§ TASK STATEMENT: Show all lines of the listing that hold the word "bride".

§ PROVIDED RECORDS:

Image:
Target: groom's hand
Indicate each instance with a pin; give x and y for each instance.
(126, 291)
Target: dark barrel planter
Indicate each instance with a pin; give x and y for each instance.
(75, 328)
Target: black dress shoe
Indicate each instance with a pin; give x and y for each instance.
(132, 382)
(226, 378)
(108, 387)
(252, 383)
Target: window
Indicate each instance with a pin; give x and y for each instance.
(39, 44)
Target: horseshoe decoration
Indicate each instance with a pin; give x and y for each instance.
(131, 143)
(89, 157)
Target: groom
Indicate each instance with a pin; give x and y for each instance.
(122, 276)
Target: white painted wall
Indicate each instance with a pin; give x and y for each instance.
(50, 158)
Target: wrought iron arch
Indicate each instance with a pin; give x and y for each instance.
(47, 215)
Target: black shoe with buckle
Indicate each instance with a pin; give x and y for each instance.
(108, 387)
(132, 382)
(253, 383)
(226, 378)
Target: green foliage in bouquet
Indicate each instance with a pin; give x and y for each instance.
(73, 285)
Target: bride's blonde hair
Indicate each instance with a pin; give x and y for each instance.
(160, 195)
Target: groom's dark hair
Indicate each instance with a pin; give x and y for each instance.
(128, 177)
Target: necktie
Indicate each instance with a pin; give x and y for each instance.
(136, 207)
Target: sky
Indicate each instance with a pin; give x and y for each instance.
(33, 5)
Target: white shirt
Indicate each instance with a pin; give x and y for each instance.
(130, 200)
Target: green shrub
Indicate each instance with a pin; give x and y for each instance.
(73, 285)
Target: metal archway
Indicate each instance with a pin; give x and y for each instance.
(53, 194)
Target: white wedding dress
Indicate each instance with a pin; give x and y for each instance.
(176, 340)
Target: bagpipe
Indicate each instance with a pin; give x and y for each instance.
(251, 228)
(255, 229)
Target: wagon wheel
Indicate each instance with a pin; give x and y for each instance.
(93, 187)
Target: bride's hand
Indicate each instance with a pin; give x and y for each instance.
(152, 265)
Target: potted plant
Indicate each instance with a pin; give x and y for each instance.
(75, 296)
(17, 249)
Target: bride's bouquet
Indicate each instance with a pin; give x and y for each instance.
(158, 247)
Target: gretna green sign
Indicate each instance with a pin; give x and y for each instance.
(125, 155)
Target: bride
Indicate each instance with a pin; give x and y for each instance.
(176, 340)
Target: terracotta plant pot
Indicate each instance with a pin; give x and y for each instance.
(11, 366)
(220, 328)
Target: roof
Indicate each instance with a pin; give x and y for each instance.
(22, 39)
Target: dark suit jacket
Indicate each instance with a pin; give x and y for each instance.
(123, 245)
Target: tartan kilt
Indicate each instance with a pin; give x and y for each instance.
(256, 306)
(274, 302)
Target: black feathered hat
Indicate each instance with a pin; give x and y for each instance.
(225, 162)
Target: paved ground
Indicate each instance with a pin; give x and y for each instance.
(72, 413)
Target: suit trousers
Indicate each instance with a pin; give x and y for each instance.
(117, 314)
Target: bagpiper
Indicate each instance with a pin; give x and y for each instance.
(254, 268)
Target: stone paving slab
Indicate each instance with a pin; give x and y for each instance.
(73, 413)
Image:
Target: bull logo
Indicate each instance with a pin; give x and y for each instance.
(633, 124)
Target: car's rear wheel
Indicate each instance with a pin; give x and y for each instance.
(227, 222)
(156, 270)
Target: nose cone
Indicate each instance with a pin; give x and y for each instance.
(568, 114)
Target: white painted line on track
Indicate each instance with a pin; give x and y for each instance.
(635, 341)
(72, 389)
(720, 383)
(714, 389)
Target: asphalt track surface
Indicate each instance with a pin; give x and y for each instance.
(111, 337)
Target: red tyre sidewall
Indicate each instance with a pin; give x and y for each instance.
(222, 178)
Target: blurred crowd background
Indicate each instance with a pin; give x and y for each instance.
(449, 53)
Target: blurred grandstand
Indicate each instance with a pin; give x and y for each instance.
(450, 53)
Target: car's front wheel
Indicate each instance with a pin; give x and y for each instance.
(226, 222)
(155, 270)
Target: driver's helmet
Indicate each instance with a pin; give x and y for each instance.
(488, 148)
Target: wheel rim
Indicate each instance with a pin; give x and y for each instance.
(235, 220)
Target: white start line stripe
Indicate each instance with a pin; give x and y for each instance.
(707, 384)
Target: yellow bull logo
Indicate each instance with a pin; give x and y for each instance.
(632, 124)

§ PROBLEM SOLUTION:
Target: bride's blonde hair
Target: bride's hand
Target: bride's bouquet
Target: bride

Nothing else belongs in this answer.